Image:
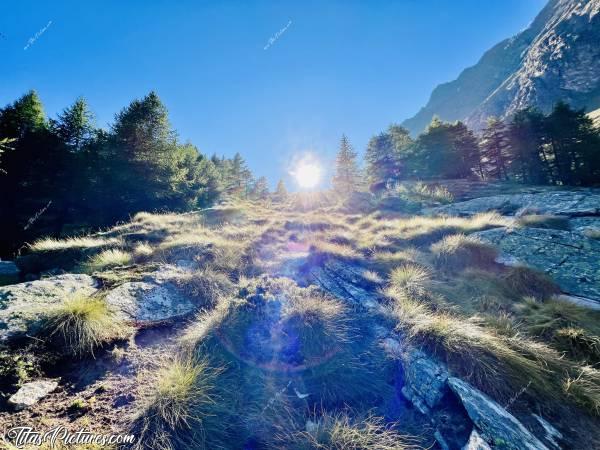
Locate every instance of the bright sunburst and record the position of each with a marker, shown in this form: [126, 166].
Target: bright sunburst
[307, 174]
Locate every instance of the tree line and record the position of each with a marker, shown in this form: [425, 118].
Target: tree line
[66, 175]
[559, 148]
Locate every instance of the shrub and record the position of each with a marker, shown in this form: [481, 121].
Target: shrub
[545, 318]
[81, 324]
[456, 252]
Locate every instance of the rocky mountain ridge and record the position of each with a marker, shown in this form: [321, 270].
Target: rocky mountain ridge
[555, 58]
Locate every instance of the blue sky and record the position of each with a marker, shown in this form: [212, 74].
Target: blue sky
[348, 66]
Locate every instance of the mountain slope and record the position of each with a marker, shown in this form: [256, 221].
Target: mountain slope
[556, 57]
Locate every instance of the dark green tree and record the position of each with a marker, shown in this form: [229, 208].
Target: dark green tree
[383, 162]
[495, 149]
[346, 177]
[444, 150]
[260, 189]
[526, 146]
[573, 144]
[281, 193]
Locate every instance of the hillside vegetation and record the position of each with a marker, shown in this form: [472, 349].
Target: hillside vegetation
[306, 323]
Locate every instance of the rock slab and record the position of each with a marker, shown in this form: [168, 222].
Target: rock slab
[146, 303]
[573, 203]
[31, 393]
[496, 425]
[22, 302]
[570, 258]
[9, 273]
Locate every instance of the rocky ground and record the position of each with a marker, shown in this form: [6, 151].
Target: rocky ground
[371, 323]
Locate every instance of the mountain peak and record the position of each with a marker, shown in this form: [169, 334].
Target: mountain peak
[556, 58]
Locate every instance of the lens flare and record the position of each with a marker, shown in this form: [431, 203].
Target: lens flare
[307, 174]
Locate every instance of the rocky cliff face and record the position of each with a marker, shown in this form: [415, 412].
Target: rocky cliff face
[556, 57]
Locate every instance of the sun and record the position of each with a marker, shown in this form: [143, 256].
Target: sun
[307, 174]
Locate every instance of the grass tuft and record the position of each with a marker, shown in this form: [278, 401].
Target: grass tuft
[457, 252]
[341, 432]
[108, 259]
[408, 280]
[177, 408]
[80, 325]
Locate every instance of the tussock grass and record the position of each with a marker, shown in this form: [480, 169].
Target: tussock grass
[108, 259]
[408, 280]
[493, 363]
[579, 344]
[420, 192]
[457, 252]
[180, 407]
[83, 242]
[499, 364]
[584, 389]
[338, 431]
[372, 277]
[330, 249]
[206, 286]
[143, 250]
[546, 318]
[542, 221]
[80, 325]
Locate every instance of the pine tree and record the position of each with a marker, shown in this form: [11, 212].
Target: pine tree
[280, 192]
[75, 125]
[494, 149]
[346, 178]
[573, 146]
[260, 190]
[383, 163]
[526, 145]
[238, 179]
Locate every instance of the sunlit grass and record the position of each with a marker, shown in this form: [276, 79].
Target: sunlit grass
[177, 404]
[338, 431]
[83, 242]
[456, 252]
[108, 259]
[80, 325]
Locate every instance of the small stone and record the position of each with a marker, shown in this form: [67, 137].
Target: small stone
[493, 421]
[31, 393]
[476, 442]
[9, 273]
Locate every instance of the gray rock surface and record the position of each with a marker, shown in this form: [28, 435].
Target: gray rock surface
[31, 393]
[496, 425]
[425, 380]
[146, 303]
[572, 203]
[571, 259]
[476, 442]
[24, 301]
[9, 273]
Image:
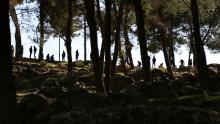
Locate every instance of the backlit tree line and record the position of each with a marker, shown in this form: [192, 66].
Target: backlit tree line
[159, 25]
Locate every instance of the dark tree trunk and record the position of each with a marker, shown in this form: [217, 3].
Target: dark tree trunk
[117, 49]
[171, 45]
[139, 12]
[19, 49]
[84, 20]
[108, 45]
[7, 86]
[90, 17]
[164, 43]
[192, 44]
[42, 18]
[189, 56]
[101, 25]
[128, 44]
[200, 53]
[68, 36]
● ● ● ● ●
## To do
Give only the lines from the one holding "Locate every instance of the rocky ground" through the one holding "Locate every instance of the grass", each restated exactly as it appears above.

## Solution for this problem
Locate every instance of the rocky ground and record the position of each with a marker, shown in this form: [6, 151].
Target: rocky ground
[371, 323]
Locate every instance of the mountain peak and record the position of each with a marker, shown in this form: [169, 334].
Target: mountain peak
[556, 58]
Locate every instance of the lens flare and record the position of each with a marker, shown in this form: [431, 203].
Target: lens flare
[307, 174]
Locate every instance of the rocky cliff face and record the position of each with a marker, shown in this form: [415, 412].
Target: rocky cliff face
[556, 57]
Locate every instance of the sun and record the position of each with a marker, shown in this form: [143, 256].
Target: sun
[307, 174]
Locate every instance of the grass tuft and record the position of each with a marker, shown in this form: [278, 401].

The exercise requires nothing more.